SERIE DI ESERCIZI
a: Trascrivi il passo dell'estratto sulla Nakba che comincia con "In realtà, andando" e termina con "spossessato nell’indifferenza generale.", sostituendo "catastrofe" con "disastro".
b: Secondo l'estratto sulla Nakba, in quale giorno di ogni anno si commemora l'espulsione di massa dei palestinesi?

76 anni dalla Nakba del 1948 e la Continua Pulizia Etnica del popolo Palestinese
Di Camilla Donzelli
Il 14 maggio del 1948 il leader sionista David Ben Gurion proclama la nascita dello Stato di Israele. La propaganda israeliana inserisce tale evento in un contesto che, fin da subito, viene descritto come una “guerra”: la Guerra Arabo-Israeliana, prima di una serie di conflitti che verranno acriticamente assorbiti dalle storiografie ufficiali delineando una contrapposizione di responsabilità in gran parte sbilanciata verso i Paesi arabi confinanti.
In realtà, andando ad analizzare la storia e le dinamiche del movimento sionista, appare chiaro come quella “guerra” fosse in realtà un chiaro e spudorato piano di pulizia etnica della popolazione indigena palestinese. Il 1948 è infatti l’anno rimasto inciso nella memoria collettiva palestinese come al-Nakba, “catastrofe” in arabo, e il 15 maggio di ogni anno, in corrispondenza dei festeggiamenti per la fondazione dello Stato di Israele, si commemora l’espulsione di massa che ha condannato generazioni di palestinesi all’esilio. La scelta di tale data è fortemente simbolica, come a voler sottolineare la violenta dissonanza fra la narrazione propagandistica israeliana di matrice coloniale e la realtà di un popolo indigeno aggredito e spossessato nell’indifferenza generale.

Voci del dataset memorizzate

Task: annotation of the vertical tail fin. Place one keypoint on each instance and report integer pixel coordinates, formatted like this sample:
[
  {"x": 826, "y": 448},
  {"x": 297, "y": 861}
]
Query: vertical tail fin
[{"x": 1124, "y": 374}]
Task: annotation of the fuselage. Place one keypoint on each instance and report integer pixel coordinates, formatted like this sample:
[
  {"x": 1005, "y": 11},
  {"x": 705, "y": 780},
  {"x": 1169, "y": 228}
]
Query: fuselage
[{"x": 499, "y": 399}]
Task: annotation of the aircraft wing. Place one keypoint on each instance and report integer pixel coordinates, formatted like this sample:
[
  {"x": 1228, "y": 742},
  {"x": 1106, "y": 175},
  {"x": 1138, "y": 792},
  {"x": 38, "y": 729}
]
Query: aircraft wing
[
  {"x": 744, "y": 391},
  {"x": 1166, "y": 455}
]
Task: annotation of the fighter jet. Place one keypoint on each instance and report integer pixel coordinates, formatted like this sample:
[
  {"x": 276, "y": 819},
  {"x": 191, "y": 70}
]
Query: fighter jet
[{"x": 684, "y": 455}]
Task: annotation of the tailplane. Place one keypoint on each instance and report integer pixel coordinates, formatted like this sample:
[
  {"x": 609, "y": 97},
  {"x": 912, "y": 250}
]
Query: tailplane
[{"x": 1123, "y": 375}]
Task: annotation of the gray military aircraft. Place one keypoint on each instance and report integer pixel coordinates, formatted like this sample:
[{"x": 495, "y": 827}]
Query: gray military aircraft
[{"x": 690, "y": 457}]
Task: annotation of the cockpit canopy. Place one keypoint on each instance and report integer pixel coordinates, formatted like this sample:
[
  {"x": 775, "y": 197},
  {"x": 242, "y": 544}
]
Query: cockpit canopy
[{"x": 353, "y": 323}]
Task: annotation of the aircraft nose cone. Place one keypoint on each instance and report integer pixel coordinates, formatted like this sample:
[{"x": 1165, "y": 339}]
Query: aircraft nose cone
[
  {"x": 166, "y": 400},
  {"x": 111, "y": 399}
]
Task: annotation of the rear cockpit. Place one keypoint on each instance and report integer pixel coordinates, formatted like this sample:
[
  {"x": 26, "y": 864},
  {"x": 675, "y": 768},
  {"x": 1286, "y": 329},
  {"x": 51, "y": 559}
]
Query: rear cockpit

SOLUZIONI DEGLI ESERCIZI
a:
In realtà, andando ad analizzare la storia e le dinamiche del movimento sionista, appare chiaro come quella “guerra” fosse in realtà un chiaro e spudorato piano di pulizia etnica della popolazione indigena palestinese. Il 1948 è infatti l’anno rimasto inciso nella memoria collettiva palestinese come al-Nakba, “disastro” in arabo, e il 15 maggio di ogni anno, in corrispondenza dei festeggiamenti per la fondazione dello Stato di Israele, si commemora l’espulsione di massa che ha condannato generazioni di palestinesi all’esilio. La scelta di tale data è fortemente simbolica, come a voler sottolineare la violenta dissonanza fra la narrazione propagandistica israeliana di matrice coloniale e la realtà di un popolo indigeno aggredito e spossessato nell’indifferenza generale.

b: Il 15 maggio.